* START *

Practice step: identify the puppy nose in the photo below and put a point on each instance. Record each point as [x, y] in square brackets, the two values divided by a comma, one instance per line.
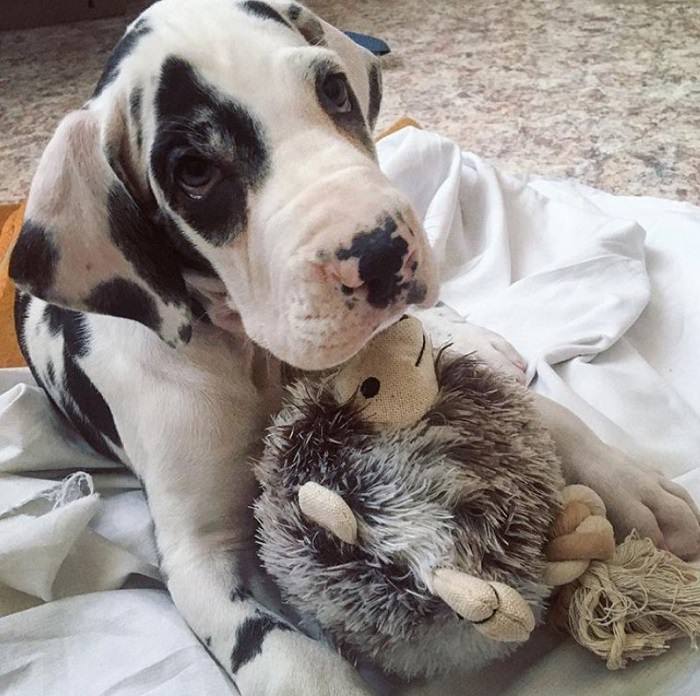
[381, 262]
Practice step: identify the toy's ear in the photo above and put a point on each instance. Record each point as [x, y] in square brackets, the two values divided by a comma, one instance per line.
[393, 378]
[86, 244]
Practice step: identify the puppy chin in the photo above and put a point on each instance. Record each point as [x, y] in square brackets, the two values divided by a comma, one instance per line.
[316, 358]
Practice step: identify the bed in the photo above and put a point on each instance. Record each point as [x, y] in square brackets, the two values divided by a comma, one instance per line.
[598, 292]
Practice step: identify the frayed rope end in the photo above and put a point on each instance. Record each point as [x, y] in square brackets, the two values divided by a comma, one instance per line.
[632, 606]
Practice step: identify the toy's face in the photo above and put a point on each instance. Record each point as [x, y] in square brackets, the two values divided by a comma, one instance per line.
[393, 379]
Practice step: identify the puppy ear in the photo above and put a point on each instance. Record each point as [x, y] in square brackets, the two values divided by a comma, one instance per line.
[363, 68]
[86, 244]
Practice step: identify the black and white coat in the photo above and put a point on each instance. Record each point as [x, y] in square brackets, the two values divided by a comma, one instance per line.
[215, 209]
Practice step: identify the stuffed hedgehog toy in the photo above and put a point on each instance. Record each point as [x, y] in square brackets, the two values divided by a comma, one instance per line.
[406, 506]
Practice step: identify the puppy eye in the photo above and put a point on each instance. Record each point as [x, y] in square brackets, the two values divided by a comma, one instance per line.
[335, 97]
[370, 387]
[195, 175]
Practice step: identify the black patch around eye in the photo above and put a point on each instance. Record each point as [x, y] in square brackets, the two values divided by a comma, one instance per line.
[370, 387]
[351, 121]
[34, 259]
[264, 11]
[250, 636]
[123, 49]
[194, 115]
[122, 298]
[375, 95]
[135, 99]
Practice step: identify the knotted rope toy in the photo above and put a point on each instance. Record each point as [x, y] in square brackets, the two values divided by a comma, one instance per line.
[406, 507]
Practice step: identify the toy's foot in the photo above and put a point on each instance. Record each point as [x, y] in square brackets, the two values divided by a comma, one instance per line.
[496, 610]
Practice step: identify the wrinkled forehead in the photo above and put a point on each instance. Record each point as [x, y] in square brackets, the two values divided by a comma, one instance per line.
[234, 44]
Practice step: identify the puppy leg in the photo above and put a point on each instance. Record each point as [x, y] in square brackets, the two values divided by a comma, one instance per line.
[446, 326]
[208, 560]
[635, 494]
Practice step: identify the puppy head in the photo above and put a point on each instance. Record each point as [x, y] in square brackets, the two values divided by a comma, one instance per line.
[228, 143]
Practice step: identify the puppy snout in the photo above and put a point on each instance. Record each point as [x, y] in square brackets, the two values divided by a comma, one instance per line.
[379, 264]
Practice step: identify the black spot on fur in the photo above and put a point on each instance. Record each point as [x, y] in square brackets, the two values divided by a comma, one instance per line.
[121, 51]
[370, 387]
[34, 260]
[22, 302]
[52, 317]
[83, 403]
[75, 331]
[186, 253]
[310, 28]
[122, 298]
[351, 122]
[142, 245]
[380, 256]
[264, 11]
[195, 119]
[250, 637]
[135, 112]
[238, 594]
[375, 95]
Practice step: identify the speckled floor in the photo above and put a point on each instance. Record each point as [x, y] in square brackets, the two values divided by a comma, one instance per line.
[606, 92]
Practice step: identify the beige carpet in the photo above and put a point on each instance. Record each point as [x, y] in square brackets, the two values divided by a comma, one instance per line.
[606, 92]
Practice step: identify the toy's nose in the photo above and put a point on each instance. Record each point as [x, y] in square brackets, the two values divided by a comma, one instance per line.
[381, 262]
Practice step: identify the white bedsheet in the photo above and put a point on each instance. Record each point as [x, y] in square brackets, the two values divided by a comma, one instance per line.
[598, 292]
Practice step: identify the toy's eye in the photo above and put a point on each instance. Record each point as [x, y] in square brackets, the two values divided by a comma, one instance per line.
[370, 387]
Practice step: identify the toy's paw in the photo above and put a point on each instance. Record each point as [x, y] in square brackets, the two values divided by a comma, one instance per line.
[496, 610]
[580, 534]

* END *

[AIM]: Recast the items, from the line that contains "Practice step: identify the toy's paw" through the end of the items, as a Markdown table with the columns Number and Line, numbering each row and leaving out blank lines.

[RESPONSE]:
| Number | Line |
|---|---|
| 1 | Practice step: identify the toy's paw in the photo above and put a point on each instance. Record each point as [x, y] in square brackets, the two values divided by a comma, one instance per line. |
| 2 | [496, 610] |
| 3 | [580, 534] |